#### What the task asks:
Please quote all of the records below word for word, leaving out the pictures.

============

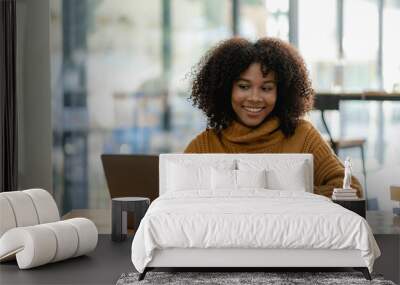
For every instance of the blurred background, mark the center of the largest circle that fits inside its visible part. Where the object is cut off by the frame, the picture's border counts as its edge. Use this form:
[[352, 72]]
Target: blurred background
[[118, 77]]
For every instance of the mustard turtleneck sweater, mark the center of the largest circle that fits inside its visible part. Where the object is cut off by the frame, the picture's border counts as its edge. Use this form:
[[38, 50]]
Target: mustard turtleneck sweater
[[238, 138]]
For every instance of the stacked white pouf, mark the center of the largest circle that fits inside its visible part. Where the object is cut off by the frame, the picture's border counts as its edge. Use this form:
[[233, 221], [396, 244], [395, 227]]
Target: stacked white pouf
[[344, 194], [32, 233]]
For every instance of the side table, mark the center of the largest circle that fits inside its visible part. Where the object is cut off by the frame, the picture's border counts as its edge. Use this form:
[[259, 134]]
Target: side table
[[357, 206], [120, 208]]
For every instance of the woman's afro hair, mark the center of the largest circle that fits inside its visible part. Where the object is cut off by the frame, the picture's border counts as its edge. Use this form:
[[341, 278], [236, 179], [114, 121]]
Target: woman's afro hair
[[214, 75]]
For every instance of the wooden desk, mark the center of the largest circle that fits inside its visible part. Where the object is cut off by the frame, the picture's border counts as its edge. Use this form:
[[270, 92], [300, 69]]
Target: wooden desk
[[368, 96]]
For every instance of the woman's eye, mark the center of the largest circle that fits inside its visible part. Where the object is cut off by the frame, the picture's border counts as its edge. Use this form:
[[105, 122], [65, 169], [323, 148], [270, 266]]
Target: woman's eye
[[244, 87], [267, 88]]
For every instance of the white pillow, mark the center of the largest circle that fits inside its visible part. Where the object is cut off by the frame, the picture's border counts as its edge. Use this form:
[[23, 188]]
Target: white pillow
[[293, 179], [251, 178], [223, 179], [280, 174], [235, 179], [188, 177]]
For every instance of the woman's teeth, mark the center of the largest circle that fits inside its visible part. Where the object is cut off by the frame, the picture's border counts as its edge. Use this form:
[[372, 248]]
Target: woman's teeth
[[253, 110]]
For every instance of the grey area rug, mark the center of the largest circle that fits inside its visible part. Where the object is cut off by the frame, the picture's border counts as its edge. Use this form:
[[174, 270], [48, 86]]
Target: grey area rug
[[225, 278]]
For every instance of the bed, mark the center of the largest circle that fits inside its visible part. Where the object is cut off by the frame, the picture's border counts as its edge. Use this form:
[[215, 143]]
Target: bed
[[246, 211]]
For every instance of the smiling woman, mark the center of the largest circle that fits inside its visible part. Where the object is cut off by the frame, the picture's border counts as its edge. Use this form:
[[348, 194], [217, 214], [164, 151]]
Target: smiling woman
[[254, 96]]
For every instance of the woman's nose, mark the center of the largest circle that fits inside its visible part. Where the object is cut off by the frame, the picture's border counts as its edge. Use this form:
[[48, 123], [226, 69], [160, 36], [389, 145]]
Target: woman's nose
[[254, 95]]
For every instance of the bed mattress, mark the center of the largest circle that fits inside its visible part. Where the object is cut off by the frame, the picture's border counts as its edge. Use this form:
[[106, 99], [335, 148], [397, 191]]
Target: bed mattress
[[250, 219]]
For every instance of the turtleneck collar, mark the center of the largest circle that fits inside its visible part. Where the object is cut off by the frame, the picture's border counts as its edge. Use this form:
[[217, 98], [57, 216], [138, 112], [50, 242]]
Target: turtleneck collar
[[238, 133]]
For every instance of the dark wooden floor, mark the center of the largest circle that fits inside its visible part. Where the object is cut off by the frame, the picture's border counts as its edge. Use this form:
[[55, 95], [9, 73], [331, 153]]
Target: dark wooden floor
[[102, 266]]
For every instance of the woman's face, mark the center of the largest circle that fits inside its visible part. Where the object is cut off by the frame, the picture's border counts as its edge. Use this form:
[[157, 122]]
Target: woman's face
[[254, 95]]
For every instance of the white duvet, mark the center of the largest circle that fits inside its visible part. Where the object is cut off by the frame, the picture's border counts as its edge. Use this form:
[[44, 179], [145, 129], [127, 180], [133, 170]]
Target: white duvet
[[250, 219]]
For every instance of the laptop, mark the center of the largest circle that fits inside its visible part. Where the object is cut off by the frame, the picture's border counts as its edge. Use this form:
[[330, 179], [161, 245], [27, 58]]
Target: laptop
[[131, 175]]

============

#### Problem solution:
For every instance of the blurred background, mark the center of the largest circle that fits inside its visible part. Where the object is cut off by the frame, the picture's border counts as its edge. Use this form:
[[352, 72]]
Target: blurred background
[[118, 77]]
For every instance of the mustard turtleneck sweater, mark the center of the largest circle that fits inside its visible part. Where the object is cut off by the frame, the picture's border counts as its edge. Use this form:
[[38, 50]]
Target: mustard turtleneck sweater
[[238, 138]]
For every instance of the stacked white pouf, mark the center of the largest circle that fits inside its visible part. Where the object is cut off by the frame, the picture's border counts as its edge. Use this form:
[[233, 221], [396, 244], [395, 227]]
Target: stacked white pouf
[[344, 194], [32, 233]]
For every instance of the side table, mark the center of the largest circle that fits inside its visible part. Where the object is cut off by the frame, the picture's border counts as its edge. Use this form:
[[259, 134]]
Target: side table
[[357, 206], [120, 208]]
For every instance of the woman's afro hair, mark the center of the largest circle that fits inside its visible part. Where the object is cut off by the frame, the picture's border counts as its edge. Use this form:
[[341, 278], [236, 179], [114, 121]]
Target: woman's afro hair
[[214, 75]]
For every instance of the wooden desk, mark the center of the largest circle that fits inside its visible part. Where the object is cut off by the frame, the picture's border counts as its edge. Use this form:
[[270, 92], [300, 69]]
Target: wooden desk
[[368, 96]]
For every instance of the woman's eye, mark the center of the largest circle that fits inside its visible part. Where the object is cut off by the frame, the picture's border counts as its edge. Use this form:
[[105, 122], [65, 169], [323, 148], [270, 266]]
Target: woman's eye
[[244, 87], [267, 88]]
For every instance of the white pillow, mark the center of the largest circle that fits inside its visible part. Where the object is cut off by the frame, the picture's border counts as its edge. Use this form:
[[23, 188]]
Target: white pillow
[[293, 179], [251, 178], [223, 179], [280, 174], [235, 179], [188, 177]]
For every instance of the woman's teeth, mark the center of the largest circle that fits inside its visible part. Where the object is cut off by the frame, the picture's border counts as its edge. Use this form:
[[372, 248]]
Target: woman's teeth
[[253, 110]]
For every instance of the grey area rug, mark the center of the largest circle that fits inside its visible part. Where the object is cut off by the frame, the picture's border counts as its edge. Use this form:
[[174, 270], [48, 86]]
Target: grey area rug
[[225, 278]]
For every instance of the bed, mark the center of the largest circle that fits inside its visible part. Where the object is cut off by the frame, the picture's border counts as its edge. Use this form:
[[215, 143]]
Target: bed
[[246, 211]]
For every instance of the smiling woman, mark the center of the largest circle that fits inside its visible part. Where the object is cut off by the frame, the picture's border counts as its edge. Use this form:
[[348, 194], [217, 214], [164, 151]]
Target: smiling woman
[[254, 96]]
For every instance of the woman's nose, mark the center of the largest circle that fits inside its visible part. Where the object is cut off by the frame, the picture's border counts as its edge. Use this form:
[[48, 123], [226, 69], [160, 36], [389, 145]]
Target: woman's nose
[[254, 95]]
For every instance of the bed mattress, mark the center of the largest circle that fits inside its visible part. Where the object is cut off by the frame, the picture's border counts as its edge. Use this form:
[[106, 99], [335, 148], [397, 191]]
Target: bed mattress
[[250, 219]]
For every instance of the turtleneck collar, mark the center of the largest circle that fits inside its visible part. Where the object is cut off by the frame, the picture's border counts as its edge. Use this form:
[[217, 98], [57, 216], [138, 112], [50, 242]]
Target: turtleneck collar
[[238, 133]]
For every instance of the dark wooden floor, mark the center of the largest circle that fits inside its visible part. Where the object is cut off by the frame, the picture's border counts as its edge. Use this form:
[[55, 95], [9, 73], [331, 153]]
Target: dark wooden floor
[[102, 266]]
For every instance of the woman's face, mark the center of the largest circle that fits inside its visible part. Where the object is cut off by the frame, the picture's border counts as its edge. Use this form:
[[157, 122]]
Target: woman's face
[[254, 95]]
For every instance of the white duvet, mark the center of the largest circle that fits inside its visible part. Where the object is cut off by the frame, the picture's border counts as its edge. Use this form:
[[44, 179], [145, 129], [127, 180], [133, 170]]
Target: white duvet
[[250, 219]]
For every instance of the laptop, mark the center of the largest circle that fits inside its visible part. Where the object is cut off by the frame, the picture's border counts as its edge. Use this form:
[[330, 179], [161, 245], [27, 58]]
Target: laptop
[[131, 175]]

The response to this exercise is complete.